··· DATA IN THIS EXERCISE
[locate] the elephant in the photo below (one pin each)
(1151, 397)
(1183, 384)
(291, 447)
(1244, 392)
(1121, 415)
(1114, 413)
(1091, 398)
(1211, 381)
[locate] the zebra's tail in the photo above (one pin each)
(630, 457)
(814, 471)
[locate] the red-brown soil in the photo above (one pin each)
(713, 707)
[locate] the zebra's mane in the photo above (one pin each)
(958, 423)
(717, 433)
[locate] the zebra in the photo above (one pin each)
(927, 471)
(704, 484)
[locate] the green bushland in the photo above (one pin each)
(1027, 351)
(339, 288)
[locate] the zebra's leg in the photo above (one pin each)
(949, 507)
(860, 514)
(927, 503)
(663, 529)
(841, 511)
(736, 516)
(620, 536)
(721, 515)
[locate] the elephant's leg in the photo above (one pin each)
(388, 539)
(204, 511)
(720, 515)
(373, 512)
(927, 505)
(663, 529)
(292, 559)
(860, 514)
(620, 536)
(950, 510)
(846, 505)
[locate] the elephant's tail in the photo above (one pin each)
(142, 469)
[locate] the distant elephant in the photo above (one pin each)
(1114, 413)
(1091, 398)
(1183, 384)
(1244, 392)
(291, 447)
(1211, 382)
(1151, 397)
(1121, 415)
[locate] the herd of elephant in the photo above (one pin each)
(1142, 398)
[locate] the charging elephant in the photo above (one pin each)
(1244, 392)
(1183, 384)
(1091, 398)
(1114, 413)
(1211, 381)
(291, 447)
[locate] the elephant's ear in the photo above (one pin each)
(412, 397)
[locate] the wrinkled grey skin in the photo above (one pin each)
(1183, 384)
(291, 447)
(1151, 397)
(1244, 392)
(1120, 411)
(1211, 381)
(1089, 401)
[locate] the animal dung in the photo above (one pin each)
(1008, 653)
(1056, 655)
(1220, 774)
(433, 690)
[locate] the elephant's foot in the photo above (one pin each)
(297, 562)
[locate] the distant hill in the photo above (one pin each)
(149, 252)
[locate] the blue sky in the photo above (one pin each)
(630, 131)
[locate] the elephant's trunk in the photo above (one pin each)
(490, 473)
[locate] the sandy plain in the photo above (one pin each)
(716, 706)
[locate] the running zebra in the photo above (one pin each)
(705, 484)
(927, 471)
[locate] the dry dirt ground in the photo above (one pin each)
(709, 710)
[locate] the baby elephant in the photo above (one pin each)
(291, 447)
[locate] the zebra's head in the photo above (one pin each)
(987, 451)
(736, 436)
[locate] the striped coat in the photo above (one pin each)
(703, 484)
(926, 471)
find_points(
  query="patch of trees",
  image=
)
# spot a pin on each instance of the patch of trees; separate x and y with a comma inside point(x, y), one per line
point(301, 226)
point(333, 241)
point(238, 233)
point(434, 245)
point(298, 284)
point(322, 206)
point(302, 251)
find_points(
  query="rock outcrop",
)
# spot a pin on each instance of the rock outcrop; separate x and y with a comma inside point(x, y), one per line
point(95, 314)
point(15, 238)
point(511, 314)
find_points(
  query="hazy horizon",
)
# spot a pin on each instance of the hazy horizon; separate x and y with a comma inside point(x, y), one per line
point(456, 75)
······
→ **TASK DETAILS**
Your answer must consist of every line in the listing that contains "query".

→ **EXPECTED ANSWER**
  query="patch of trees",
  query="rock outcrop",
  query="hazy horizon",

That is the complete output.